* **WHAT YOU NEED TO DO**: Edit the lines from the one containing "top shown above." up to and including the one containing "x=97, y=148", changing "tank top" to "sleeveless top" and leaving everything else the same. Give back only those lines.

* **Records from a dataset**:
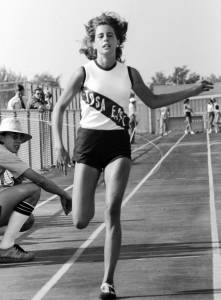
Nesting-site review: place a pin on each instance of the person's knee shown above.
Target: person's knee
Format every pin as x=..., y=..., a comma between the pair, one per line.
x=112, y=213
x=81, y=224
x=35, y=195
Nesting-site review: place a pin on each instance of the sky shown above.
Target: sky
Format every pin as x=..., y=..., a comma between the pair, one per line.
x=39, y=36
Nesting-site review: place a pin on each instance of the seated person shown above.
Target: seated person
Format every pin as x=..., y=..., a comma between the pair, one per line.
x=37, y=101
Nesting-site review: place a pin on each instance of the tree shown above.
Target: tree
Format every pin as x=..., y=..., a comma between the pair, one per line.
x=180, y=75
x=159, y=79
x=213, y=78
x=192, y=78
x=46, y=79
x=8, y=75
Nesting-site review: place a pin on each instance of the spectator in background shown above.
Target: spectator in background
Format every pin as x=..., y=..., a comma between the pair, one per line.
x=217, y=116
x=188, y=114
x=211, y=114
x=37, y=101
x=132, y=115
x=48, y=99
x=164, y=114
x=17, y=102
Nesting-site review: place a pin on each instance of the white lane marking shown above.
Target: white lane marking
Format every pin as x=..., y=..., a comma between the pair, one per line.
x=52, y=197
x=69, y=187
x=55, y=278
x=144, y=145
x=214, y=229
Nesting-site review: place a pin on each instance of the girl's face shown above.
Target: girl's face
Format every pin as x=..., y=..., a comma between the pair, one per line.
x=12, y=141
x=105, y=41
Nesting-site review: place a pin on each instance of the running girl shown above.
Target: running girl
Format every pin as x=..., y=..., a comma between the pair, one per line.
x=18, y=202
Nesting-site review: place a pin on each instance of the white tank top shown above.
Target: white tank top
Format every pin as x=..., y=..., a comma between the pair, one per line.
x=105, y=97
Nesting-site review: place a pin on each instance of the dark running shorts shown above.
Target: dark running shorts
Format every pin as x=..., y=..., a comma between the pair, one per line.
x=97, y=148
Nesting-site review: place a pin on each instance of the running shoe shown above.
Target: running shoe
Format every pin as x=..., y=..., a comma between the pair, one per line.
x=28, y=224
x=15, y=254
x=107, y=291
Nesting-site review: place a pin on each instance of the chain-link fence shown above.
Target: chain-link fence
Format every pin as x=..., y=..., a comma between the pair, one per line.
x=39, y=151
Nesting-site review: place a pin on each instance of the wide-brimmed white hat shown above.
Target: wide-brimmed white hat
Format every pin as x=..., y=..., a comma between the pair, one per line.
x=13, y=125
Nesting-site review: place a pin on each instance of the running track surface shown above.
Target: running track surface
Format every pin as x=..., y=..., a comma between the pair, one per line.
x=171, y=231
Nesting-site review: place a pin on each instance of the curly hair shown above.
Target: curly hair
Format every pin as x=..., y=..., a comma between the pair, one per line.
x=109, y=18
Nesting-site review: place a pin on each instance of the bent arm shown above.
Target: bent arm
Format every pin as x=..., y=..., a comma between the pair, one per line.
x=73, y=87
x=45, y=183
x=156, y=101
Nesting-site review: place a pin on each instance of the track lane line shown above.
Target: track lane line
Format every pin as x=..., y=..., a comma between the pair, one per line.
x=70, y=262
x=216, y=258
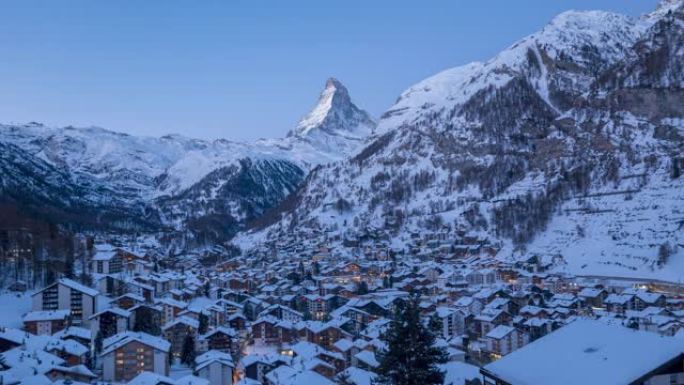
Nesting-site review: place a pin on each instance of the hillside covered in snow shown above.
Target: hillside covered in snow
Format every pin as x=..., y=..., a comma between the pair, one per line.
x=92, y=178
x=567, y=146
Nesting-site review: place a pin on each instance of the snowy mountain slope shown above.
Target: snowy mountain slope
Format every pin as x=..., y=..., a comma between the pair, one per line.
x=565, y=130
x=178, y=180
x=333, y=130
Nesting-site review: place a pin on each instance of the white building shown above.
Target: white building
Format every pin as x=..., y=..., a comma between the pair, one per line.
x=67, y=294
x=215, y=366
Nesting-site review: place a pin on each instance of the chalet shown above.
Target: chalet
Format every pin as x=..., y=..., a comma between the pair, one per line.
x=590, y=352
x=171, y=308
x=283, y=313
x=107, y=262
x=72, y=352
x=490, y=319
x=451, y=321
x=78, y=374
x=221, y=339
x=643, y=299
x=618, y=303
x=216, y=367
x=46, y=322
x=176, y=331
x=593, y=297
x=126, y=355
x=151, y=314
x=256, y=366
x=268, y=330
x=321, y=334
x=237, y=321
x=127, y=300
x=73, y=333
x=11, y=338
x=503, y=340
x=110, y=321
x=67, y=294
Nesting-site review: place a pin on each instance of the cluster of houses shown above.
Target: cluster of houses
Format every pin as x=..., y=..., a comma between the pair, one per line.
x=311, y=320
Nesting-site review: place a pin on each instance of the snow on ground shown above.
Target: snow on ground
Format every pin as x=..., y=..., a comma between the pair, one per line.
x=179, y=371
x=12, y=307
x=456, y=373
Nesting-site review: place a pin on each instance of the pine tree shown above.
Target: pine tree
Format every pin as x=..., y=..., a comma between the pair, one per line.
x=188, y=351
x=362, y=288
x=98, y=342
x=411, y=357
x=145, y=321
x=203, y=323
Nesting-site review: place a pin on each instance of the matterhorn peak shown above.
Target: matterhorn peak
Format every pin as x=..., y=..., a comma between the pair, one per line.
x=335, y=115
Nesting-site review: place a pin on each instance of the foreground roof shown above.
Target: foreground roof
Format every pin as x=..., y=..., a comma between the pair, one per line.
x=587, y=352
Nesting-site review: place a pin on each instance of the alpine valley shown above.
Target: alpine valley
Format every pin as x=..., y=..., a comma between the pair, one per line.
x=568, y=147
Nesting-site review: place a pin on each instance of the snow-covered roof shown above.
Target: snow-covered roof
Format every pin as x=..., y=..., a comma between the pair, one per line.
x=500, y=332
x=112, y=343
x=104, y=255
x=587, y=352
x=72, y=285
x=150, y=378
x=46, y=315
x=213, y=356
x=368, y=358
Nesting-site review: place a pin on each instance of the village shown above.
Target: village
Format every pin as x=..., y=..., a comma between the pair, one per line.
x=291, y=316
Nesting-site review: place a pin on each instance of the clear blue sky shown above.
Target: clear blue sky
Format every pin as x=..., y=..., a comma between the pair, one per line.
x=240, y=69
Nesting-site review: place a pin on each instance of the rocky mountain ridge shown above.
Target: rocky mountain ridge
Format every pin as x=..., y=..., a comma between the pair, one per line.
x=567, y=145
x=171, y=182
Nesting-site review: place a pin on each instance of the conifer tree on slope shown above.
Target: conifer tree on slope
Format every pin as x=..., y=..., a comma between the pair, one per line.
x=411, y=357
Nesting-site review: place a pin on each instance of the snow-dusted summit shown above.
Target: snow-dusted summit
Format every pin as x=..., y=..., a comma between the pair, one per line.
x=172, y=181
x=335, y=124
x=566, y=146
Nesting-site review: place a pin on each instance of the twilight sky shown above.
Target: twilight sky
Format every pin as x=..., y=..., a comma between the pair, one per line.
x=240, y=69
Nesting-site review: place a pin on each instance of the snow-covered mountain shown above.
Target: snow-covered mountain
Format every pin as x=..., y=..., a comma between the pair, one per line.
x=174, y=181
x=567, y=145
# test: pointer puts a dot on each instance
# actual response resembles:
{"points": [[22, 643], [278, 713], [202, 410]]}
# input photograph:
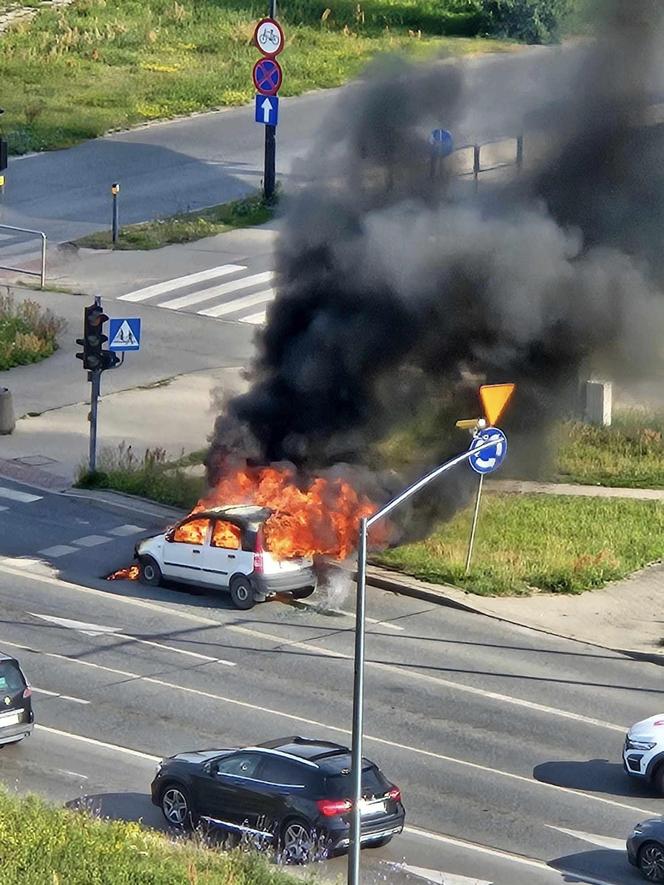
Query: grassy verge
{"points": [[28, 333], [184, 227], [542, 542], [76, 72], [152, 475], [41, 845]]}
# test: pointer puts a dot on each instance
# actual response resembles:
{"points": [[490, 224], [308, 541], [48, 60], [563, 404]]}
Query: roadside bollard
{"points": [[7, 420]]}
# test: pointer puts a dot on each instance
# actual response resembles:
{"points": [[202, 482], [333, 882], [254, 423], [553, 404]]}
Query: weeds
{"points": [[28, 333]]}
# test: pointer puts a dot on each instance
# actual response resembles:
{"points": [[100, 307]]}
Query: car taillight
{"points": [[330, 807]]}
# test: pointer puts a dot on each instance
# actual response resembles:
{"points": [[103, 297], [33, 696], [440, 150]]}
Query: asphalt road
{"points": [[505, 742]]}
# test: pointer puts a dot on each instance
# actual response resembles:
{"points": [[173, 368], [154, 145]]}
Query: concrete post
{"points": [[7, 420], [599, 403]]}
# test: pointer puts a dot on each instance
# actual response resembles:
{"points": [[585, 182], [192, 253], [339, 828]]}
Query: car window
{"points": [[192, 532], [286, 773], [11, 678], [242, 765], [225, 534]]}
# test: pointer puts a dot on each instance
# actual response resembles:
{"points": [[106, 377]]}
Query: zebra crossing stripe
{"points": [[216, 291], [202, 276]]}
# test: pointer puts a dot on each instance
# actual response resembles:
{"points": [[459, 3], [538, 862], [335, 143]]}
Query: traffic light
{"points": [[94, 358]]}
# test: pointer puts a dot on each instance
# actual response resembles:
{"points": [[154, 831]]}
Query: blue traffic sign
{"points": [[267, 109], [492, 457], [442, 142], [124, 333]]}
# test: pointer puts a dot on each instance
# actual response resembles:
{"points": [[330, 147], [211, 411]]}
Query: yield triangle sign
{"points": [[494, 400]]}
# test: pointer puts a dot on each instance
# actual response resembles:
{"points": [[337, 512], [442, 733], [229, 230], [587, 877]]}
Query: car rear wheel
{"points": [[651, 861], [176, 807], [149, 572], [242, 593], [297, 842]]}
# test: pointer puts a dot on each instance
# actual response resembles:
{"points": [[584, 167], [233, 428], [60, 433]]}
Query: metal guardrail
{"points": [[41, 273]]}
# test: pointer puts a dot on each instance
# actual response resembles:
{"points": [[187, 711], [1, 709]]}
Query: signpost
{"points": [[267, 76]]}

* **RIGHT ANSWER**:
Nesting-site review: place a pin on each instance of the white sleeveless top shown above.
Target: white sleeveless top
Format every pin as x=..., y=..., a comma between the pair, one per line.
x=105, y=97
Nesting-site review: place a pin on each instance of the dark running shorts shown above.
Target: dark running shorts
Format every pin as x=..., y=..., a comma between the pair, one per line.
x=97, y=148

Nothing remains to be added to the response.